Your task >>
Word for word, restate the records that follow.

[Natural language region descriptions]
<<<<

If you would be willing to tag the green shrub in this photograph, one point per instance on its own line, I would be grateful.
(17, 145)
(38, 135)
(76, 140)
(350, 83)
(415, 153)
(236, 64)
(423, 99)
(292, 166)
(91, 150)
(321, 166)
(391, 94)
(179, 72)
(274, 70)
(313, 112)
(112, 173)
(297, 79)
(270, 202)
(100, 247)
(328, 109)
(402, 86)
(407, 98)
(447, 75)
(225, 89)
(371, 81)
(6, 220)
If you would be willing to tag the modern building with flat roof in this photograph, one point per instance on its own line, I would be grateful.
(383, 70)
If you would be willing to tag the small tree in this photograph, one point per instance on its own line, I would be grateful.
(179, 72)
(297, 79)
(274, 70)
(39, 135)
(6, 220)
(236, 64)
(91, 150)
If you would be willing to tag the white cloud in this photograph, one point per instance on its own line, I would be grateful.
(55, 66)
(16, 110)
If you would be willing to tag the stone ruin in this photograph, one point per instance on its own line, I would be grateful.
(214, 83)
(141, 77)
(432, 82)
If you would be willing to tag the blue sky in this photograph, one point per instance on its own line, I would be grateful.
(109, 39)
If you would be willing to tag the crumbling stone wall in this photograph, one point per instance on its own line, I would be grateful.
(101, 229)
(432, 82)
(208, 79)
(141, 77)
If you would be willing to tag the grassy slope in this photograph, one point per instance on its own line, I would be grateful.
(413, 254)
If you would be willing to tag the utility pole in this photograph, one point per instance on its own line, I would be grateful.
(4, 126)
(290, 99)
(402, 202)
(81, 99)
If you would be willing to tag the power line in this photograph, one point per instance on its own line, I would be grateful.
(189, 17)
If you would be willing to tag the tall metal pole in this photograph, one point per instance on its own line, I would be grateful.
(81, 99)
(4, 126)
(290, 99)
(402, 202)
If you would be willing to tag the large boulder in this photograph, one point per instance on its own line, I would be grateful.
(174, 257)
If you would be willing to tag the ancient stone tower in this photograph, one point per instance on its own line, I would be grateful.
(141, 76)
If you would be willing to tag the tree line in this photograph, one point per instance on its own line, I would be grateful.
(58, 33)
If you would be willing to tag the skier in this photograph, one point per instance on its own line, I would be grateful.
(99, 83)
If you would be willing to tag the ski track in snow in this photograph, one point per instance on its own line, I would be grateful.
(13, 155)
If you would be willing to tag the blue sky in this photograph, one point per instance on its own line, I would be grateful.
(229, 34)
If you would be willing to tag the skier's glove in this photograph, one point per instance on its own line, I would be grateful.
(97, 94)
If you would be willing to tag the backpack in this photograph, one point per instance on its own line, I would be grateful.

>>>>

Result of the task >>
If you would be willing to tag the green shrub in this photograph, one point per instance on its own line, I would be grateful.
(17, 145)
(38, 135)
(76, 140)
(350, 83)
(415, 153)
(236, 64)
(423, 99)
(292, 166)
(91, 150)
(321, 166)
(391, 94)
(179, 72)
(274, 70)
(313, 112)
(112, 173)
(297, 79)
(270, 202)
(100, 247)
(328, 109)
(402, 86)
(407, 98)
(447, 75)
(225, 89)
(371, 81)
(6, 220)
If you would be willing to tag the modern building with flat roof in this photograph, one point per instance on its own line, I would be grateful.
(383, 70)
If you would be willing to tag the small tree in this photograph, one point per instance on its own line, I would be grateful.
(179, 72)
(297, 79)
(274, 70)
(39, 135)
(6, 220)
(236, 64)
(91, 150)
If you would be willing to tag the white cloud in this photograph, one point per instance on its own line, I would be grateful.
(55, 66)
(16, 110)
If you would be willing to tag the stone ruin in this photograph, one point per instance on its own line, I would be grateful.
(214, 83)
(141, 77)
(432, 82)
If you would be willing to tag the blue sky in this photograph, one point per instance on its own line, I would be grateful.
(109, 39)
If you would be willing to tag the crumbling stone wall in this photograph, one point per instance on its own line, I would be grateful.
(101, 229)
(432, 82)
(208, 79)
(141, 77)
If you would be willing to tag the grassy slope in this photograph, one point per instance on its own line, I would be grateful.
(413, 254)
If you would be willing to tag the utility pole in this photograph, one point per instance on its own line, I would be grateful.
(4, 126)
(290, 99)
(402, 202)
(81, 99)
If you would be willing to tag the power line in this photograph, one point per instance on its own line, I would be grateful.
(189, 17)
If you would be willing to tag the tall metal pole in this photograph, one point per instance on its own line, I would be grateful.
(81, 99)
(4, 126)
(290, 99)
(402, 202)
If you would be willing to tag the large boulder in this photograph, one point per instance on its own line, I would be grateful.
(174, 257)
If you would be willing to tag the ancient stone tower in this photograph, one point per instance on its own line, I would be grateful.
(141, 76)
If you would be willing to tag the tree line in this photograph, one point per instance on its own line, I would be grateful.
(58, 33)
If you would be willing to tag the skier in this photograph, one point per instance on its own line, I would be grateful.
(99, 83)
If you would be willing to tag the ski track in snow in this photograph, one point per instance on its own line, I would be grateful.
(13, 155)
If you would be willing to tag the blue sky in this photograph, one point per instance on its own line, I would be grateful.
(229, 34)
If you would be willing to tag the skier's glove in this photograph, one point per instance on its own line, I would be grateful.
(97, 94)
If you would be willing to tag the backpack in this photograph, one point per instance on its own line, I would be grateful.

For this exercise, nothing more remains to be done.